> **Given problem**
Return each line of the listing below that contains the word "pine". Letter case must match.

> **Items**
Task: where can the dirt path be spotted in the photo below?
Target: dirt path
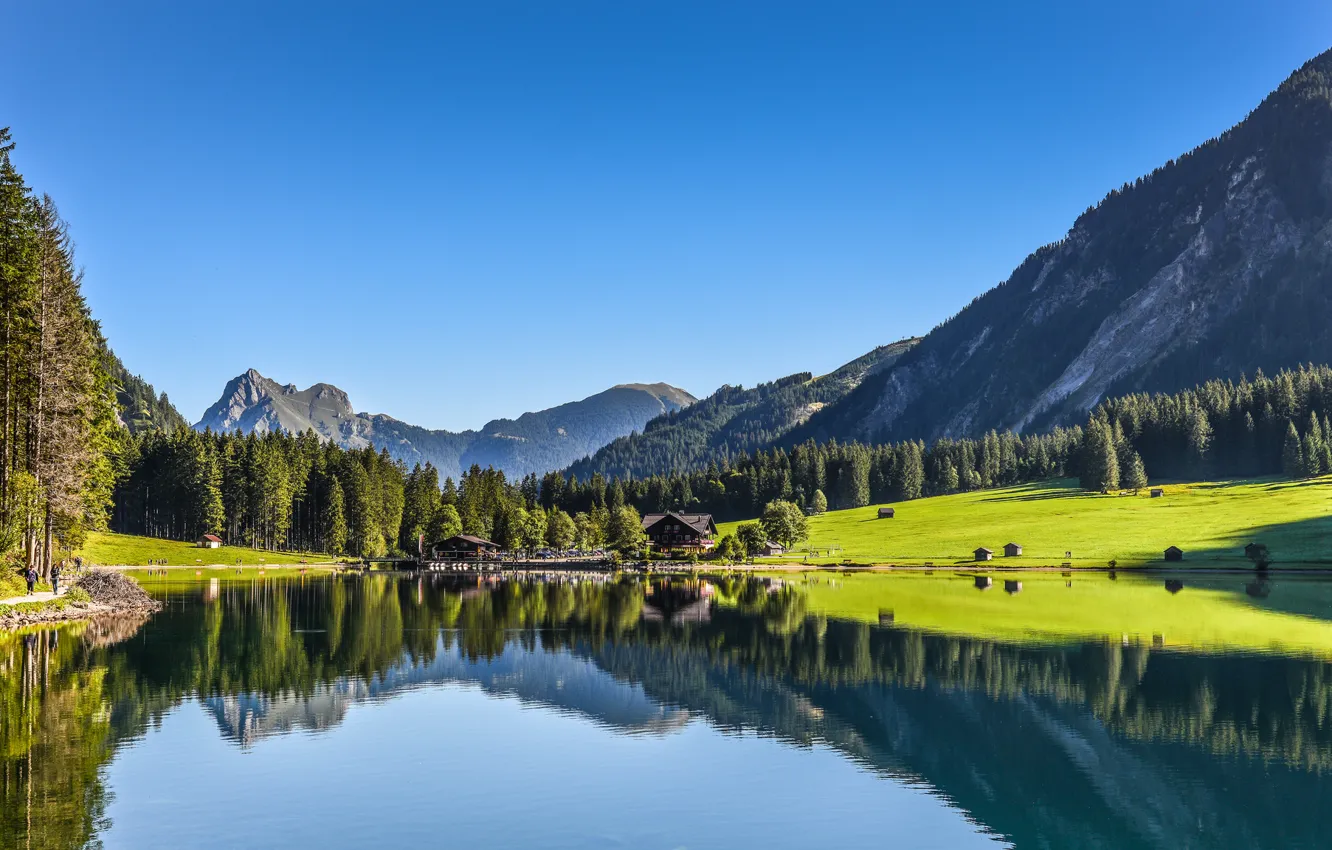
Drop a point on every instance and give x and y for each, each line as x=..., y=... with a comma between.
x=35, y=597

--

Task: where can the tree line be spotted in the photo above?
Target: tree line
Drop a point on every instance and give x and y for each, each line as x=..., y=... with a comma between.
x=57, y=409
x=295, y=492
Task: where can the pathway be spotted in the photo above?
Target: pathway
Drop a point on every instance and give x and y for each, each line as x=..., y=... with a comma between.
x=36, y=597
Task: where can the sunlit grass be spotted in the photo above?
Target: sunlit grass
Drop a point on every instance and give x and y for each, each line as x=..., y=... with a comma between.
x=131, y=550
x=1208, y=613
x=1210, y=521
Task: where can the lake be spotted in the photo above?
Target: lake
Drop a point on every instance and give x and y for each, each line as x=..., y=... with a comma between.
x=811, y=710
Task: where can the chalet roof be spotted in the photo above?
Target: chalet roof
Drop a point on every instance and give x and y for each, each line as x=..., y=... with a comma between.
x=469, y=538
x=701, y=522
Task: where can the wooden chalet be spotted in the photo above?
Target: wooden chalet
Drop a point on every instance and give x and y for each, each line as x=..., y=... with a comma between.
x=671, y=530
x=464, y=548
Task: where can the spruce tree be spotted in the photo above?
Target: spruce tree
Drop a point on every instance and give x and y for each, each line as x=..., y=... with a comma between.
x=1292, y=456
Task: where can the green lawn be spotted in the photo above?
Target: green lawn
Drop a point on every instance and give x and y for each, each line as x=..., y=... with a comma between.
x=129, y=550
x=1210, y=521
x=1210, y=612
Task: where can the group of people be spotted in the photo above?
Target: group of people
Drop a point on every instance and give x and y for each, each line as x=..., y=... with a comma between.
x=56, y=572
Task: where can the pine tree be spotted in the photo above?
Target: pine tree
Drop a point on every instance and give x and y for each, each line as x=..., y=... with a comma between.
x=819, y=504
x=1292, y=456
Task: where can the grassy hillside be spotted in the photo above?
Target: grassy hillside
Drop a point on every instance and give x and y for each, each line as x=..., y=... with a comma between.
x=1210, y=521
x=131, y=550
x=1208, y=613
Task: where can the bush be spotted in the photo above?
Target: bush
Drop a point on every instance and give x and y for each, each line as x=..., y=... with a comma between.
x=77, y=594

* * *

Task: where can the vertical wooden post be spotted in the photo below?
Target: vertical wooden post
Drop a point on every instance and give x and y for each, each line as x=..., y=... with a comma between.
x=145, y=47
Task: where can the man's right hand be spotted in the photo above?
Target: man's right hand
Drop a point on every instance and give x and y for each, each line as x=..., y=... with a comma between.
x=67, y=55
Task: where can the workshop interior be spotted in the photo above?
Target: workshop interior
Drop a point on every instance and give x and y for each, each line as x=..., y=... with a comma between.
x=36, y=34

> **Finished exercise**
Task: where can the pine tree be spotted in the photo above?
Target: pine tree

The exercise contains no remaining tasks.